◆ **Document**

▬▬▬▬▬▬▬▬▬▬

Ninety per cent of the survey respondents say a broadcast radio tuner should be standard equipment in every car, a trend that is consistent across age groups, indicating strong demand among current and future car buyers.

The survey also reveals that the availability of radio has a major impact on consumers’ vehicle purchasing decisions: 82 per cent of potential car buyers say they would be less likely to buy or lease a vehicle that is not equipped with a built-in radio tuner.

The survey – commissioned by industry association WorldDAB in partnership with Radioplayer and sponsored by The National Association of Broadcasters, Commercial Radio Australia, and Xperi – interviewed those who had recently purchased or leased a new car, or plan to do so in the near future. The study included interviews in Australia, France, Germany, Italy, the UK and the USA.

When considering the most valued standard-fit audio features in a new car, having a broadcast radio tuner ranks highest for the respondents (rated ‘important’ by 89 per cent), ahead of USB ports (rated ‘important’ by 86 per cent) and the availability of Bluetooth (rated ‘important’ by 85 per cent), and well ahead of smartphone mirroring technology (Android Auto is rated ‘important’ by 65 per cent and Apple CarPlay by 54 per cent).

Day-to-day consumption of broadcast radio among motorists remains significantly higher than for any other form of audio content. 65 per cent of respondents say they listen to broadcast radio in the car ‘frequently’, versus 23 per cent for online streaming music services and 15 per cent for CDs. Echoing the usage levels, a clear majority (80 per cent) agree with the statement: “radio provides a better listening experience in the car than other types of audio sources.”  Respondents say the primary reason for listening is ‘to get news and information’, cited by 63 per cent, followed by ‘to hear favourite songs’ (42 per cent).

A clear majority don’t want to pay for radio – 93 per cent say it is ‘important’ that radio should remain free to listen to – as it is currently via analogue and digital broadcast radio tuners. The importance of free-to-air radio was highlighted by motorists’ concerns about data charges for streamed content: a clear majority (70 per cent) of those who currently listening to audio via their mobile device say they are ‘concerned’ about how much data they are using.

▬▬▬▬▬▬▬▬▬▬

(Pointing dataset excerpts)
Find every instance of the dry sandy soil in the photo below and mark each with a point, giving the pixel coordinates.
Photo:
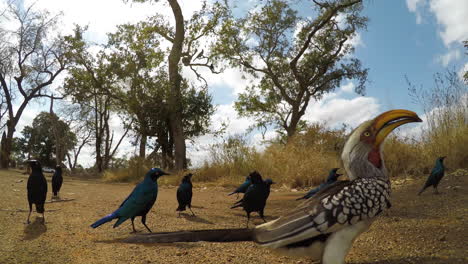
(425, 229)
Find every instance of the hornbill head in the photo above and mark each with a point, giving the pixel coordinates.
(362, 156)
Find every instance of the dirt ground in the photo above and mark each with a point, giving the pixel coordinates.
(425, 229)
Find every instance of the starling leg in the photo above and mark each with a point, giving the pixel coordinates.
(143, 221)
(262, 216)
(190, 207)
(133, 225)
(29, 215)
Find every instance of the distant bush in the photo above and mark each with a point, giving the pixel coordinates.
(135, 171)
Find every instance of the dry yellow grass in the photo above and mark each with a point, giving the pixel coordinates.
(429, 229)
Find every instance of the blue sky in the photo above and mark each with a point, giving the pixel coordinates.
(416, 38)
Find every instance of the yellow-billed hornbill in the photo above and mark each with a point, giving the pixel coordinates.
(325, 226)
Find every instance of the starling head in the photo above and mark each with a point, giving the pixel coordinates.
(269, 181)
(35, 165)
(362, 152)
(187, 178)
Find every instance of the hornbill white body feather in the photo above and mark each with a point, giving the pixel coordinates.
(325, 226)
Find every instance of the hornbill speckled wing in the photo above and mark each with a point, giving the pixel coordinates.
(324, 226)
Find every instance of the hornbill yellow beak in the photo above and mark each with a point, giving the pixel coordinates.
(388, 121)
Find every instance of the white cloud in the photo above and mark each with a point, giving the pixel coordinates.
(335, 111)
(451, 55)
(415, 7)
(462, 71)
(356, 40)
(348, 87)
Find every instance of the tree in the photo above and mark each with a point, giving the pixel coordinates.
(183, 38)
(297, 59)
(138, 62)
(92, 85)
(40, 143)
(465, 75)
(31, 58)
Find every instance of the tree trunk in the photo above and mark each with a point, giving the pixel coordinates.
(291, 128)
(143, 139)
(3, 152)
(175, 80)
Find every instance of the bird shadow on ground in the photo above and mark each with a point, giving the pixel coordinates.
(425, 260)
(196, 219)
(35, 229)
(180, 245)
(254, 216)
(61, 200)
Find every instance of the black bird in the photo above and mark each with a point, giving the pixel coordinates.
(243, 187)
(325, 226)
(37, 189)
(436, 175)
(255, 197)
(332, 177)
(57, 180)
(138, 203)
(184, 194)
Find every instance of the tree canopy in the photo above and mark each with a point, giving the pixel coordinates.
(296, 59)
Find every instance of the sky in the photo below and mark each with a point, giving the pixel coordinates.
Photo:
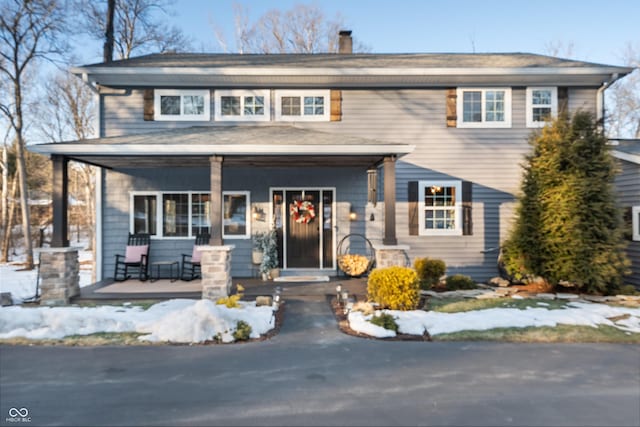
(598, 30)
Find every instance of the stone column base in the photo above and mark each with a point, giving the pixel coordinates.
(216, 271)
(59, 275)
(387, 256)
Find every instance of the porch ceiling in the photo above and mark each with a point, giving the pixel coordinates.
(239, 145)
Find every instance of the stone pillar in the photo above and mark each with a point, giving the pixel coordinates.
(215, 264)
(59, 275)
(387, 256)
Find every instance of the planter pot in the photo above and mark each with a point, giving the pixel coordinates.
(256, 257)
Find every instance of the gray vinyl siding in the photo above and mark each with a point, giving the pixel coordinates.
(350, 185)
(628, 186)
(490, 158)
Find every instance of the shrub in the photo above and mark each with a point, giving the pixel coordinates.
(386, 321)
(459, 281)
(243, 331)
(429, 271)
(396, 288)
(231, 301)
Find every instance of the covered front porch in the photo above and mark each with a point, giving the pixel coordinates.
(260, 162)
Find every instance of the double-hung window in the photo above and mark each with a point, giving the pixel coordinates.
(187, 214)
(178, 105)
(303, 105)
(484, 107)
(542, 104)
(440, 208)
(242, 105)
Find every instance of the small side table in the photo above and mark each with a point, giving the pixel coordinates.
(170, 264)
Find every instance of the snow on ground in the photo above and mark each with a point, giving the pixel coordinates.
(178, 320)
(416, 322)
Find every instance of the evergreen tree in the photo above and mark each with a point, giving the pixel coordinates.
(568, 226)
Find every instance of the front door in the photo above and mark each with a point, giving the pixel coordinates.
(303, 219)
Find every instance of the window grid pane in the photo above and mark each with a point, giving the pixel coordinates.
(175, 215)
(290, 105)
(193, 105)
(230, 105)
(254, 105)
(170, 105)
(200, 214)
(472, 106)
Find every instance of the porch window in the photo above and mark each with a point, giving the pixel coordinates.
(302, 105)
(242, 105)
(200, 213)
(484, 107)
(144, 214)
(440, 207)
(542, 104)
(175, 215)
(179, 105)
(236, 221)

▬▬▬▬▬▬▬▬▬▬

◆ **Job 1**
Do these statements agree with the car radio survey text? Answer yes or no for each, and quote the words from the text that decide it.
(a) Bluetooth was rated important by more respondents than USB ports were.
(b) The study included interviews in Germany.
(c) Respondents name hearing favourite songs as their main reason for listening.
◆ **Job 2**
Can you take the car radio survey text further, picking up after its final sentence?

◆ **Reply 1**
(a) No: "USB ports (rated ‘important’ by 86 per cent) and the availability of Bluetooth (rated ‘important’ by 85 per cent)"
(b) Yes: "The study included interviews in Australia, France, Germany, Italy, the UK and the USA."
(c) No: "Respondents say the primary reason for listening is ‘to get news and information’, cited by 63 per cent, followed by ‘to hear favourite songs’ (42 per cent)."

◆ **Reply 2**
Car buyers were also asked about their most desired added-value in-car radio features. Having an ‘ability to search for radio stations using voice controls’ is the most popular (mentioned by 58 per cent of respondents), followed by ‘provision of information about content’ (54 per cent).

Consumption of broadcast radio remains very high among today’s car buyers, with 89 per cent saying they have listened in the last week, and 76 per cent saying they listen at least once per day.

The car remains the most popular location for listening to radio, cited by an average 89 per cent of respondents, followed by 75 per cent who listen at home and 39 per cent who listen at work.

“This is a major piece of consumer research covering some of the biggest automotive markets, yet attitudes about radio among car buyers across all of the countries surveyed were uncannily similar,” notes Tom Webster, Senior Vice President at Edison Research.

“It’s clear, too, that broadcast radio was singled out specifically as a must-have option. Roughly two-thirds of motorists across all countries surveyed indicated that they ‘would not listen to their favourite radio stations’ if they were only available online. For consumers the availability of free, easy-to-access broadcast radio as standard is an essential part of the in-car entertainment system and looks set to remain so.”